● **Data in this exercise**:
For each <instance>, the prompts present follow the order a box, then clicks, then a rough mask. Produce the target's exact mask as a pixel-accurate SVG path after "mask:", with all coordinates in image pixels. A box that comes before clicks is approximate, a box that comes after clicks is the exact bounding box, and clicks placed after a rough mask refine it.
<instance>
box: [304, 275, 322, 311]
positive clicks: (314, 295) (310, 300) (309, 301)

* * *

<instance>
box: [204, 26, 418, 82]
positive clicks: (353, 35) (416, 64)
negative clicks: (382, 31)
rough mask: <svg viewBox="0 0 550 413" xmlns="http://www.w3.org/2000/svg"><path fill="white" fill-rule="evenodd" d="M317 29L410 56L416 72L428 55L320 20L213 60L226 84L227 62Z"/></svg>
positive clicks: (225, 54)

● **What the exercise asks**:
Copy the lines above, starting with the one containing "For each <instance>, the" and ending with the one containing "positive clicks: (314, 295)", with both of those lines included and nothing else.

● **Task result**:
For each <instance>, the prompts present follow the order a box, then clicks, then a rough mask. Produce the target's exact mask as a pixel-accurate SVG path after "mask:", with all coordinates in image pixels. A box that comes before clicks is approximate, a box that comes after clicks is the exact bounding box, and clicks placed after a rough mask refine it.
<instance>
box: [304, 275, 322, 311]
positive clicks: (314, 295) (310, 300) (309, 301)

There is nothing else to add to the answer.